*Aim of the exercise*
Please reproduce the records from the line containing "Where can the utility" through the line containing "point(84, 207)", replacing "wooden dresser" with "wooden cabinet" and keeping everything else the same. Return only those lines.

*Input rows*
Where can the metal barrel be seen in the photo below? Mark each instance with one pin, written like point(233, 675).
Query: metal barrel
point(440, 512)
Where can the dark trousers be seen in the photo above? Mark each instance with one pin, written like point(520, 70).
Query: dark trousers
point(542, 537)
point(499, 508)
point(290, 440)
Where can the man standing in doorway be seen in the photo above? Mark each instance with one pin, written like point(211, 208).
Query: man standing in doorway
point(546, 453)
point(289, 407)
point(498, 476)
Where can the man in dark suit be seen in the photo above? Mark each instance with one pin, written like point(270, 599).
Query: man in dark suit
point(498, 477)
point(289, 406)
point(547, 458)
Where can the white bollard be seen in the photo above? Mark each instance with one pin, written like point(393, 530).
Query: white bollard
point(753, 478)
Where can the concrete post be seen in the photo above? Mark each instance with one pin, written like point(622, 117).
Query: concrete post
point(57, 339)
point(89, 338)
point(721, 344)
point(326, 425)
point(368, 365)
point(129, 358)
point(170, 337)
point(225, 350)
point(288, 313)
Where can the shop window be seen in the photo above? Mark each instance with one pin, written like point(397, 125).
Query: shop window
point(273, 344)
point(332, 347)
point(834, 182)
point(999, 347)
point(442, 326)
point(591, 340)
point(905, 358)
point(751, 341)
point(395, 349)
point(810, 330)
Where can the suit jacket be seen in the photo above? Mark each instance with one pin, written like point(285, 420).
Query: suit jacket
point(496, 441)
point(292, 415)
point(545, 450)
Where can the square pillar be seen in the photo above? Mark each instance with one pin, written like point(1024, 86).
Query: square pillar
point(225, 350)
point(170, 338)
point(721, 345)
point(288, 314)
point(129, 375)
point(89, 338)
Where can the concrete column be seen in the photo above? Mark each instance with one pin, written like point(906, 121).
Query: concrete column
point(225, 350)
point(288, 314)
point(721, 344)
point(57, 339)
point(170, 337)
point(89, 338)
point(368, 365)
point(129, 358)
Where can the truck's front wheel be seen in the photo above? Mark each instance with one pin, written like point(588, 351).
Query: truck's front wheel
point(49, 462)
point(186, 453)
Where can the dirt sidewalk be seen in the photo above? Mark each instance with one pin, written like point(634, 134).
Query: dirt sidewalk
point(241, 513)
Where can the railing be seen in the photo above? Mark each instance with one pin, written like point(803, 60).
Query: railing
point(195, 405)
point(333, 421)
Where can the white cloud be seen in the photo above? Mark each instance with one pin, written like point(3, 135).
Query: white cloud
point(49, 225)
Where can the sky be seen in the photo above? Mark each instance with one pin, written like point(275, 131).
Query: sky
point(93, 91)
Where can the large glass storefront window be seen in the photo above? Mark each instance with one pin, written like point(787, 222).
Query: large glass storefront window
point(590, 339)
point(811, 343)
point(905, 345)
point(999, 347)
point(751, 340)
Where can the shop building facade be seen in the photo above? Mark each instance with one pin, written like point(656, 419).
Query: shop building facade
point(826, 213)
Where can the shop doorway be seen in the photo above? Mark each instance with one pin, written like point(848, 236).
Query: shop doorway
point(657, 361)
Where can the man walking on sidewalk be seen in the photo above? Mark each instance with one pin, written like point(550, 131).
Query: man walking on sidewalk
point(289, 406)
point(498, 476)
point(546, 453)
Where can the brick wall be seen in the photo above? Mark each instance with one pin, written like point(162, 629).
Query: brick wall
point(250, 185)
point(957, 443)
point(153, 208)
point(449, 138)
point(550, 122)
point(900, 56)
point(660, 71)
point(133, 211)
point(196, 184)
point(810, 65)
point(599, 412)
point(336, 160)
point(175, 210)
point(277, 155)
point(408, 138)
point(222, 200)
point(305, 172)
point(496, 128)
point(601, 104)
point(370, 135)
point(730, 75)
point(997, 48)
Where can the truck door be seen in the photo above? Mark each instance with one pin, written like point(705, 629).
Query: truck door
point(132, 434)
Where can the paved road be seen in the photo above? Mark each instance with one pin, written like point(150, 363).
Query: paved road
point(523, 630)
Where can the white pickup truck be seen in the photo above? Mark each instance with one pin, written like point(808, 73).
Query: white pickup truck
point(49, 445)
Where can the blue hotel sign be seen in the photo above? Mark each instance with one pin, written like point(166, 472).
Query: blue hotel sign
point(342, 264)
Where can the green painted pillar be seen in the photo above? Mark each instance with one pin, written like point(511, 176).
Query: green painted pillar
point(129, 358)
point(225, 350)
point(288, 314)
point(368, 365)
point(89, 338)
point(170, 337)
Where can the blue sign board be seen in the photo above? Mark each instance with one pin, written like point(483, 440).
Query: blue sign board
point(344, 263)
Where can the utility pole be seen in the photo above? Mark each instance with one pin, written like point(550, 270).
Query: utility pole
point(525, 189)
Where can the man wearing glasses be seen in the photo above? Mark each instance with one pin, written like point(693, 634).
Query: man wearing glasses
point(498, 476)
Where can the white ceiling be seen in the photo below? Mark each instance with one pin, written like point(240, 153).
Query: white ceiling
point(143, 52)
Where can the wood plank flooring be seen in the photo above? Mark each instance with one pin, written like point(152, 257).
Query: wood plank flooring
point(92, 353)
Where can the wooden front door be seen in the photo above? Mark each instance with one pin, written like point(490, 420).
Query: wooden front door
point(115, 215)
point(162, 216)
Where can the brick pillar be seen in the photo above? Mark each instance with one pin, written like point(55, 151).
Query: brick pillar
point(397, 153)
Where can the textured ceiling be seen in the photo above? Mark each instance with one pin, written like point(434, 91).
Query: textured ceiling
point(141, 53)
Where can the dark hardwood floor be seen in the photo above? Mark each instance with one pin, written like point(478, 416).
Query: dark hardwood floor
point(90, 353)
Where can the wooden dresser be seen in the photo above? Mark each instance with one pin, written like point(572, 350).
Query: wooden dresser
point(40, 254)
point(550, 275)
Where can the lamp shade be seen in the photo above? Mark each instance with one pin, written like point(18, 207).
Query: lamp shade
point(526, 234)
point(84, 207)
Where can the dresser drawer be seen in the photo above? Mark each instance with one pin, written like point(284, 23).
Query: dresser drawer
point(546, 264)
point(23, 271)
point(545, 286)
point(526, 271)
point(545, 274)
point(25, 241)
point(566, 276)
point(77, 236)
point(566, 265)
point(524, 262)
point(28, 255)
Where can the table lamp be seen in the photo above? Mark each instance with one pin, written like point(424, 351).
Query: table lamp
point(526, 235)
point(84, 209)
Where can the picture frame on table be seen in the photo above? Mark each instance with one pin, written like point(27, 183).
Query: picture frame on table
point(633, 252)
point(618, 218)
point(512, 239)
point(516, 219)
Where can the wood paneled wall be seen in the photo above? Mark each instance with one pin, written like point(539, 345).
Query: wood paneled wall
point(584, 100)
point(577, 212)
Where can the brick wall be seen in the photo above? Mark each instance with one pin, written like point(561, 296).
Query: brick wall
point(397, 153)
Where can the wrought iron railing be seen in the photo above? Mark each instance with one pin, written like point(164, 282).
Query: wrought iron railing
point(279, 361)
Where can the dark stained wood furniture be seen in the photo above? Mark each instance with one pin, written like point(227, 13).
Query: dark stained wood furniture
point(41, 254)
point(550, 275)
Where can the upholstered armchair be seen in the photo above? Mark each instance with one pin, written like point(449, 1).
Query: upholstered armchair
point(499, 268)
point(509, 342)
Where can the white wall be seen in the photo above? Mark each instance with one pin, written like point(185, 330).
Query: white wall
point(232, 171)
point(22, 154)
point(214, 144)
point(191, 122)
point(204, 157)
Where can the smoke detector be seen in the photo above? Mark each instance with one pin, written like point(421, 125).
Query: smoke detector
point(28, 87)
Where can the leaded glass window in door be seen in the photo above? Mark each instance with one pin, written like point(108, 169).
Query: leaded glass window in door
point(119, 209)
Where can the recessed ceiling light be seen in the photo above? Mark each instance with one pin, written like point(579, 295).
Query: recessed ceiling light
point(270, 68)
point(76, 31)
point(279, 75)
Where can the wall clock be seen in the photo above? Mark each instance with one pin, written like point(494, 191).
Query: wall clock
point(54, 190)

*Expected output*
Where can the utility pole be seen in the photo above? Mark each instance with one pin, written like point(550, 270).
Query: utility pole
point(525, 189)
Where can the man wearing glasses be seen in the photo above? Mark each instance with one pin, written like point(693, 634).
Query: man wearing glasses
point(498, 476)
Where can the white ceiling be seen in the photo below? Mark each instance with one pin, written like point(240, 153).
Query: white ceiling
point(143, 52)
Where can the wood plank flooring be seen in the photo above? Mark each instance with one pin, written like point(152, 257).
Query: wood plank flooring
point(92, 353)
Where can the wooden front door be seen in the photo above? Mark each instance with one pin, written like point(490, 420).
Query: wooden front door
point(115, 215)
point(162, 216)
Where can the brick pillar be seen in the photo above? Mark each instance with one pin, written like point(55, 151).
Query: brick pillar
point(397, 153)
Where can the textured ceiling be seen in the photo above? Mark each instance with one pin, written like point(434, 91).
Query: textured ceiling
point(141, 53)
Where can the dark hardwood floor be seen in the photo above? Mark each instance with one pin, written like point(478, 416).
Query: dark hardwood floor
point(90, 353)
Where can the wooden cabinet be seen in the photo above? Mark each instance with one pin, written like point(572, 350).
Query: wooden cabinet
point(40, 254)
point(550, 275)
Where can the lamp shade be seen in the photo above? Mark each instance with one pin, written like point(18, 207).
Query: lamp shade
point(526, 234)
point(84, 207)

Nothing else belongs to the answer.